Set problem: Return, exactly, the line that contains "Where can the swimming" together with all lines after it to the end of the entries, and no further lines.

═════ Dataset records ═════

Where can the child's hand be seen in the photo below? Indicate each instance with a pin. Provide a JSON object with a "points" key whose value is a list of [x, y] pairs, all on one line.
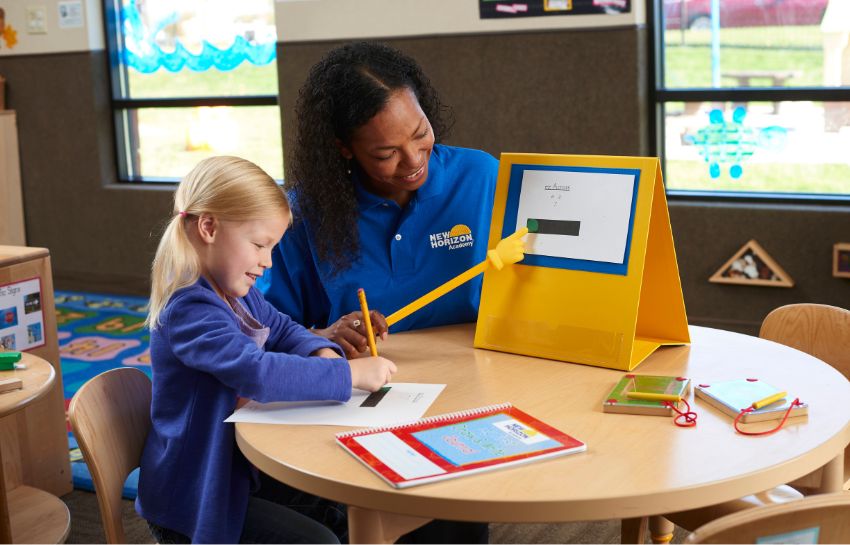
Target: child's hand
{"points": [[371, 373], [349, 332]]}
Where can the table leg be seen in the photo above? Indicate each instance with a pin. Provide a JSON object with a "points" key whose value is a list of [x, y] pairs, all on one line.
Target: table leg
{"points": [[369, 526], [660, 529], [832, 479], [633, 530], [5, 523]]}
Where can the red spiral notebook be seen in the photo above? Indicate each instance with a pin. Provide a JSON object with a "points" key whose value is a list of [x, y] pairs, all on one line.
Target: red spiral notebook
{"points": [[450, 445]]}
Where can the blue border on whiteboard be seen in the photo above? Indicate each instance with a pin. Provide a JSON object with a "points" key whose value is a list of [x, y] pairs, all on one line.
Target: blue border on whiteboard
{"points": [[512, 207]]}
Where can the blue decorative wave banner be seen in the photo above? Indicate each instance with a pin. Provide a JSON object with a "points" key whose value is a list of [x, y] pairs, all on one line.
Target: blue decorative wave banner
{"points": [[142, 53]]}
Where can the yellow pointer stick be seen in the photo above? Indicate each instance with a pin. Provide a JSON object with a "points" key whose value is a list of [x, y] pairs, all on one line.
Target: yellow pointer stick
{"points": [[649, 396], [769, 399], [370, 334], [508, 251]]}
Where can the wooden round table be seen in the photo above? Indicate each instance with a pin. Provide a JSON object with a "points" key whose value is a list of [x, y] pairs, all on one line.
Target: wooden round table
{"points": [[27, 514], [634, 466]]}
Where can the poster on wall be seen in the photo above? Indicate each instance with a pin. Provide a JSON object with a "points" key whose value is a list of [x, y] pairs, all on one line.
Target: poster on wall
{"points": [[21, 315], [494, 9]]}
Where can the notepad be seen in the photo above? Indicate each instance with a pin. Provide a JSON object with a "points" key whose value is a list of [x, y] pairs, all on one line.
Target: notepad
{"points": [[455, 444], [618, 400], [732, 396]]}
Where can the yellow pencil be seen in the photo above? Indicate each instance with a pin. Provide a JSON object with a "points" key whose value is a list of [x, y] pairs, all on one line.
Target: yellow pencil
{"points": [[769, 399], [649, 396], [370, 335]]}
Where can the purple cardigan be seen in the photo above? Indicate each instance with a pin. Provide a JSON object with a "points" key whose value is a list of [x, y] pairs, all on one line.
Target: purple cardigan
{"points": [[193, 479]]}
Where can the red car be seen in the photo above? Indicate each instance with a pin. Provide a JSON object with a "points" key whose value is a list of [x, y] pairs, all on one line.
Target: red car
{"points": [[743, 13]]}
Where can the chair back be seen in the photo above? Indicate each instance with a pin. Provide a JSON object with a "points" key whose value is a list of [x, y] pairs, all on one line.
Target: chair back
{"points": [[110, 416], [815, 519], [820, 330]]}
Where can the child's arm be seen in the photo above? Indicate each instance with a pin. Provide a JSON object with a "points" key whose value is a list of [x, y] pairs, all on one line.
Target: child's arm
{"points": [[366, 373], [285, 334], [201, 332]]}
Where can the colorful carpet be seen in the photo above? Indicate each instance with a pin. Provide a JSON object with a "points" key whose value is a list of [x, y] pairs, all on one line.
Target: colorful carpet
{"points": [[98, 333]]}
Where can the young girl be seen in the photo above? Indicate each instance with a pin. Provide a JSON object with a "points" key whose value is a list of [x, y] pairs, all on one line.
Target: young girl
{"points": [[214, 339]]}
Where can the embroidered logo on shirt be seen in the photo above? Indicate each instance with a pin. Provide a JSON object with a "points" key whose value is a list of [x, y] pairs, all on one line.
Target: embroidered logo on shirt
{"points": [[460, 236]]}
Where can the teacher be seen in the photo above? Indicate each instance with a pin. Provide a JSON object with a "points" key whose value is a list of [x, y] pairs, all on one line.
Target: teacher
{"points": [[379, 203]]}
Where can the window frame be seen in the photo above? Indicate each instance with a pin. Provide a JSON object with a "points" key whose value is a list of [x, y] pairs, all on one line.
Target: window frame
{"points": [[660, 95], [122, 108]]}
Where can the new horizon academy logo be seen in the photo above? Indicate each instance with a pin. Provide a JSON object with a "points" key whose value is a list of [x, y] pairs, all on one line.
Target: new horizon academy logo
{"points": [[460, 236]]}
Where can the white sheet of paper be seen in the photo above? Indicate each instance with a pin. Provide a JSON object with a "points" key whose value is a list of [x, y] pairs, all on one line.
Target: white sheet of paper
{"points": [[404, 402], [601, 201]]}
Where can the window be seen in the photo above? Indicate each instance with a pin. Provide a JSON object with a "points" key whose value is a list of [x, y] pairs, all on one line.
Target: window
{"points": [[753, 97], [192, 79]]}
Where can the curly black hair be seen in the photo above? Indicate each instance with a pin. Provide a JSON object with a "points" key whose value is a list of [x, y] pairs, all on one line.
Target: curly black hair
{"points": [[344, 90]]}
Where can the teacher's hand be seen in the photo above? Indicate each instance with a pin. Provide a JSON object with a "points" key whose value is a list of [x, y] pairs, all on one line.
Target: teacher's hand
{"points": [[349, 332]]}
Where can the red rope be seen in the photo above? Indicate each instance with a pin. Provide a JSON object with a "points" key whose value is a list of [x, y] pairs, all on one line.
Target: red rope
{"points": [[795, 403], [689, 418]]}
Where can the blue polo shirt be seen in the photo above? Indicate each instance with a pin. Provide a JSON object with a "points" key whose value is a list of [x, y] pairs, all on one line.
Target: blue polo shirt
{"points": [[405, 253]]}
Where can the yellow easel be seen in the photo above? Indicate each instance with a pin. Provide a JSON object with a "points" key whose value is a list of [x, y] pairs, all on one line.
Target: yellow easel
{"points": [[584, 310]]}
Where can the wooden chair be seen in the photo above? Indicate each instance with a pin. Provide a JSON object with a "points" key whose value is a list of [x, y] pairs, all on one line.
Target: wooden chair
{"points": [[110, 416], [816, 519], [820, 330]]}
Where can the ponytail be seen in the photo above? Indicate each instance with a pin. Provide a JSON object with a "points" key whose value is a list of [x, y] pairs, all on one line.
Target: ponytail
{"points": [[175, 266]]}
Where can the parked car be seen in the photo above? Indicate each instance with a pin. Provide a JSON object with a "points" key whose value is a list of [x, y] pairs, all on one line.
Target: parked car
{"points": [[743, 13]]}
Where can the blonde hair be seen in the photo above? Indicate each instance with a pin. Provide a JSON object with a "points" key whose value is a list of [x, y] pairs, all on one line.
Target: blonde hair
{"points": [[228, 188]]}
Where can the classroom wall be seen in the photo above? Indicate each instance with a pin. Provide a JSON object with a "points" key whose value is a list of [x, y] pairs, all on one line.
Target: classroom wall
{"points": [[81, 30], [560, 90]]}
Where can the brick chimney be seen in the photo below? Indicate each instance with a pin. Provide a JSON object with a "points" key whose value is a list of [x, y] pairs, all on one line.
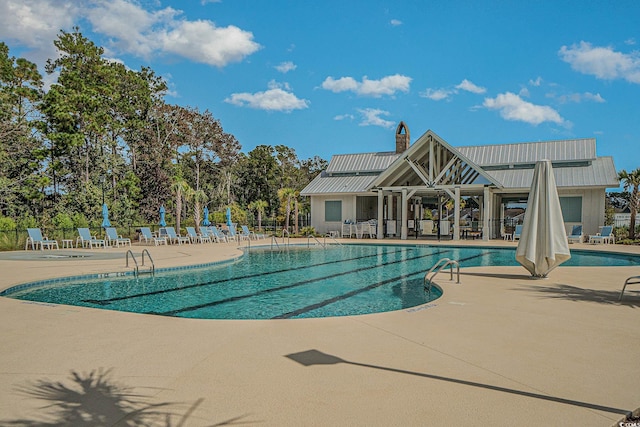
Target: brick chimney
{"points": [[403, 138]]}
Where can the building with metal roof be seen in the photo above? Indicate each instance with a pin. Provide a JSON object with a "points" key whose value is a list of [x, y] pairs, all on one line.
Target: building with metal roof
{"points": [[398, 190]]}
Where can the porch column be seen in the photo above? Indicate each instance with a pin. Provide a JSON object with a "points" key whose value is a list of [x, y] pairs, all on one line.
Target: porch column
{"points": [[389, 209], [380, 230], [485, 215], [456, 215], [403, 226]]}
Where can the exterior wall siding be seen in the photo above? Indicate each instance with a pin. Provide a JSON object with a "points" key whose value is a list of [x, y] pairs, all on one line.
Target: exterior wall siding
{"points": [[317, 212]]}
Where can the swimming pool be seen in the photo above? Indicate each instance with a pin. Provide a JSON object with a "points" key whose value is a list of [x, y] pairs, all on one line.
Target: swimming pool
{"points": [[296, 283]]}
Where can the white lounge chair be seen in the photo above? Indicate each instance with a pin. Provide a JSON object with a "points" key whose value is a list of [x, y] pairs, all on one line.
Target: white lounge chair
{"points": [[147, 236], [517, 232], [576, 234], [248, 233], [218, 235], [114, 237], [175, 237], [85, 239], [195, 237], [234, 235], [604, 236], [36, 239]]}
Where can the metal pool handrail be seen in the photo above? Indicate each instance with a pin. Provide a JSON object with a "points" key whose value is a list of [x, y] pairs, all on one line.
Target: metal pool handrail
{"points": [[136, 269], [437, 268]]}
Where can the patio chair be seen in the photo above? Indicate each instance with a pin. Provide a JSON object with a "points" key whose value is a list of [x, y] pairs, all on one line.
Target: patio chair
{"points": [[172, 236], [218, 235], [576, 234], [517, 232], [85, 239], [114, 237], [248, 233], [234, 235], [604, 236], [36, 239], [195, 237], [633, 280], [147, 236]]}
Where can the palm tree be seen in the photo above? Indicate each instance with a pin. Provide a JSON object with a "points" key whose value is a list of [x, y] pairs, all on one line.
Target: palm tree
{"points": [[286, 196], [180, 190], [199, 197], [631, 180], [296, 195], [259, 206]]}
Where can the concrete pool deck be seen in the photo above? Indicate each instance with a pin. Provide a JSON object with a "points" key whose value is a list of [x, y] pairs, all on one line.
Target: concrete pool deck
{"points": [[499, 349]]}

═════

The completed task:
Where can the swimming pool be seen in the photo above? Indicate each instance with a pin. Provide a JSON object with a "points" key whose value is a list of [x, y] pairs, all on one line.
Target: swimming pool
{"points": [[296, 283]]}
Where can the white lounge chair be seen in the photo above? Indicate each instance with a pin. Provide a JSON object with a "points" key whose value is a list of [x, y] pairs, all on one line.
Target: white lounge chair
{"points": [[147, 236], [517, 232], [576, 234], [248, 233], [218, 235], [114, 237], [175, 237], [85, 239], [195, 237], [234, 235], [604, 236], [36, 239]]}
Where can the metal pool handrail be seen in the photo above? Indicate each instance with a pin. Provide a JSON object with a "points" key whose value is a list of [x, y] pairs, all on one line.
Target: metal pool handrail
{"points": [[136, 269], [437, 268]]}
Where can the patio chair be seen in the photo above? Indicate each instance with a pin. Provide a JSON object with a "points" key whose value is a list of [x, y] pairs, all on one line.
Target: patio chair
{"points": [[172, 236], [218, 235], [576, 234], [517, 232], [85, 239], [114, 237], [248, 233], [234, 235], [604, 236], [36, 239], [195, 237], [633, 280], [147, 236]]}
Where can the palm tree be seen in the photo above? Indicate each instance with a pin. Provide a JSON object with a "points" key whose value is a list of [x, y] pairs, all on one line.
Target: palm tree
{"points": [[286, 196], [180, 190], [199, 197], [631, 180], [296, 195], [259, 206]]}
Where can the concrete pool deck be seen in the photo above? Indicate each instance with a pin. Provide a JSON object with a "points" key whose value is a list of [x, y] pairs, all on one line.
Target: concrete pool deck
{"points": [[499, 349]]}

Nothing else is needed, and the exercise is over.